___ Data excerpts ___

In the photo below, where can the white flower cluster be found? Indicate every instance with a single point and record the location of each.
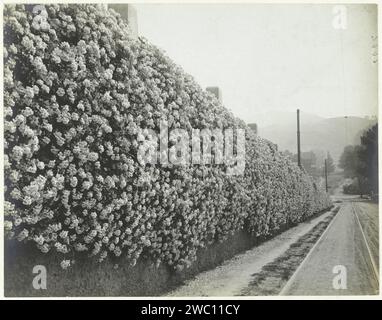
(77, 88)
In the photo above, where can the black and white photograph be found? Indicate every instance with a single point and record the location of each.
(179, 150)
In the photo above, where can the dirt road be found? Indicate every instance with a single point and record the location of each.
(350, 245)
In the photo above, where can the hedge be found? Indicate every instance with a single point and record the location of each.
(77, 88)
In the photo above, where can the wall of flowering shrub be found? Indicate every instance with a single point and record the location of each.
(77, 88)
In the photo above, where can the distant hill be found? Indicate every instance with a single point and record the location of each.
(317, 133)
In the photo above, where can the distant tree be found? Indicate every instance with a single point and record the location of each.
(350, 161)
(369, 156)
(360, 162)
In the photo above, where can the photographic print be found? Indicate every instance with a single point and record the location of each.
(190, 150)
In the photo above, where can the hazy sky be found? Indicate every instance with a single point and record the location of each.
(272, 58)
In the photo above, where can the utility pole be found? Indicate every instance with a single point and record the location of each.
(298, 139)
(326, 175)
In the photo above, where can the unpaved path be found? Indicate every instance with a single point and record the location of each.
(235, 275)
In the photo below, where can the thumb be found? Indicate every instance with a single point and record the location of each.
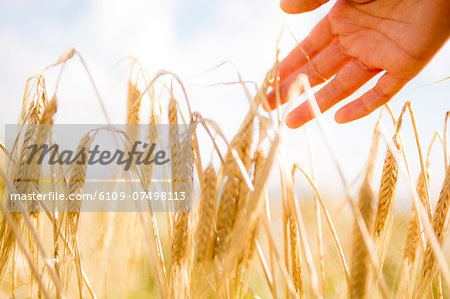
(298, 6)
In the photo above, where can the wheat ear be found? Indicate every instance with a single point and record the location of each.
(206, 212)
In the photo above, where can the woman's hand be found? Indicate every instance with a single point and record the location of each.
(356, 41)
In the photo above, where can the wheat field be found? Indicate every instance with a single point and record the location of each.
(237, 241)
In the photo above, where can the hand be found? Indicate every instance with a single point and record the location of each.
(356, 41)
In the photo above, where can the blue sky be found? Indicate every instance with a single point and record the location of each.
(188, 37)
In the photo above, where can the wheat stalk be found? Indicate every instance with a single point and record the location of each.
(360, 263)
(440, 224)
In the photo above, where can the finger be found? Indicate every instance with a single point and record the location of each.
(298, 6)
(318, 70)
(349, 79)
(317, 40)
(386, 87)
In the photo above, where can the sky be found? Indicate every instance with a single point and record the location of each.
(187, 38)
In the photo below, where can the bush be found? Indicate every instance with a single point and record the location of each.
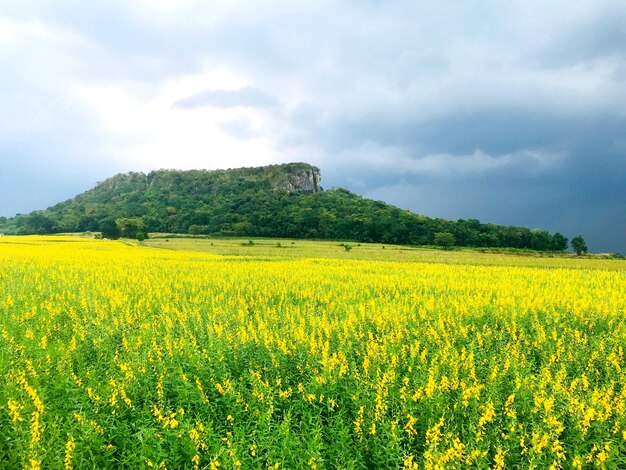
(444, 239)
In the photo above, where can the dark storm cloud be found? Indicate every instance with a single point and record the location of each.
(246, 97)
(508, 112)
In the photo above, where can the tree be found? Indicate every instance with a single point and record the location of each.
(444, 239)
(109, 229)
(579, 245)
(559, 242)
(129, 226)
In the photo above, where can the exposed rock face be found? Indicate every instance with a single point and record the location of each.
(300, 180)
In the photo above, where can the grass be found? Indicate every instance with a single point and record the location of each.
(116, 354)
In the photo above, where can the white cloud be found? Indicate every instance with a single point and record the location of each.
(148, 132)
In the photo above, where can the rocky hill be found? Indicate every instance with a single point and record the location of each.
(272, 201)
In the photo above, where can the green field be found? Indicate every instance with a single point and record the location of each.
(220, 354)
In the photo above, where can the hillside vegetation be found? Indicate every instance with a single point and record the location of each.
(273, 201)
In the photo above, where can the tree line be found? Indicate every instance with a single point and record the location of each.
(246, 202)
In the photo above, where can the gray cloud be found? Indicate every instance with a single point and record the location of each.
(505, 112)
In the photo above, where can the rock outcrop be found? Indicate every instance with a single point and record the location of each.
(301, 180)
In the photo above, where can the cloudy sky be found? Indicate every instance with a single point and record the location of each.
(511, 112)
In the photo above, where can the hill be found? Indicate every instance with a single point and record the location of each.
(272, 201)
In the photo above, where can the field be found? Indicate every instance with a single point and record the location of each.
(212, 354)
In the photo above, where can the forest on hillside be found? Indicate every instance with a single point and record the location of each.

___

● Exercise task
Pictures are not part of the copy; output everything else in the records exactly.

● Correct result
In the photo below, where can the white flower cluster be found? Indicate every instance with a single point and record the location of each.
(77, 88)
In the photo above, where can the black and white photograph be found? Indicate every instance with a single point and record the location of each.
(179, 150)
In the photo above, where can the dirt road be found? Indicate every instance with a single point and record the location of each.
(350, 245)
In the photo above, where can the hedge be found? Indicate every instance with a single point and record the location of each.
(77, 88)
In the photo above, where can the wall of flowering shrub be found? Indicate every instance with a single point and record the location of each.
(77, 88)
In the photo above, where can the distant hill be found? Indicate every instance with a single point and record the location of each.
(317, 133)
In the photo above, where can the distant tree be found? Indicate every instance with a single point and record the location of each.
(350, 161)
(369, 156)
(360, 162)
In the photo above, where can the photographic print be found? Indicate every instance with a single point and record the location of each.
(190, 150)
In the photo above, where can the hazy sky be found? Indicate every instance with a single point and record the location of each.
(272, 58)
In the photo above, where can the utility pole be found? Indicate every instance with a single point and record the location of each.
(298, 139)
(326, 175)
In the photo above, where can the unpaved path be found? Indicate every instance with a single point and record the location of each.
(235, 275)
In the photo below, where can the thumb be found? Indicate every instance with a single point and record the location of each.
(298, 6)
In the photo above, where can the wheat ear be found? Indicate every instance with a single point and record the location of each.
(206, 212)
In the photo above, where can the woman's hand be found? Indicate every instance with a single point and record the location of each.
(356, 41)
In the photo above, where can the wheat field be found? Indicate every instance with a single point and record the location of each.
(237, 241)
In the photo above, where can the hand be found? Indicate every instance with a single point and record the location of each.
(356, 41)
In the photo above, where can the blue sky be found? Indicate every instance with a single point and record the location of each.
(188, 37)
In the photo above, where can the wheat stalk be found? Indicate every instance with a single point and record the location of each.
(360, 263)
(440, 224)
In the photo above, where can the finger be found? Indicate every instance with a single point and record the location of each.
(298, 6)
(318, 70)
(349, 79)
(317, 40)
(386, 87)
In the photo above, where can the sky be found? Indicate every instance with a single point and record the location of each.
(187, 38)
In the photo below, where can the bush be found? Indicate every instance with a single point and record the location of each.
(444, 239)
In the photo above, where can the dark storm cloud be found? Indicate every instance with a single point and record the location of each.
(246, 97)
(508, 112)
In the photo above, where can the tree be found? Indicate every instance with a single point and record the location of each.
(444, 239)
(109, 229)
(579, 245)
(559, 242)
(129, 226)
In the photo above, where can the exposed rock face be found? Indicate every instance with a single point and record the location of each.
(300, 180)
In the photo above, where can the grass be found? Indicate every instance with a single point and record the location of each.
(116, 354)
In the photo above, where can the white cloud be found? Indicate every instance with a single point and record the location of each.
(148, 132)
In the photo above, where can the rocky hill be found? Indicate every instance with a single point and record the location of each.
(272, 201)
In the photo above, where can the green field be found? Indicate every instance with a single point and record the location of each.
(220, 354)
In the photo above, where can the hillside vegetation be found? Indicate every instance with a single point and record the location of each.
(273, 201)
In the photo above, where can the tree line be found? Indicate every instance with a single point and record the location of each.
(246, 202)
In the photo above, where can the gray cloud be found? Indicate every instance with a single point and record the location of each.
(505, 112)
In the photo above, where can the rock outcrop be found? Indicate every instance with a single point and record the location of each.
(301, 180)
In the photo above, where can the cloudy sky be found? Indicate every instance with a single point and record the location of each.
(511, 112)
In the photo above, where can the hill be found? Indicate every instance with a single point and record the location of each.
(272, 201)
In the photo above, where can the field be found? Indicate every instance with a single point and record the location of each.
(212, 354)
In the photo above, where can the forest on hillside be found? Indicate every instance with a single point and record the location of each.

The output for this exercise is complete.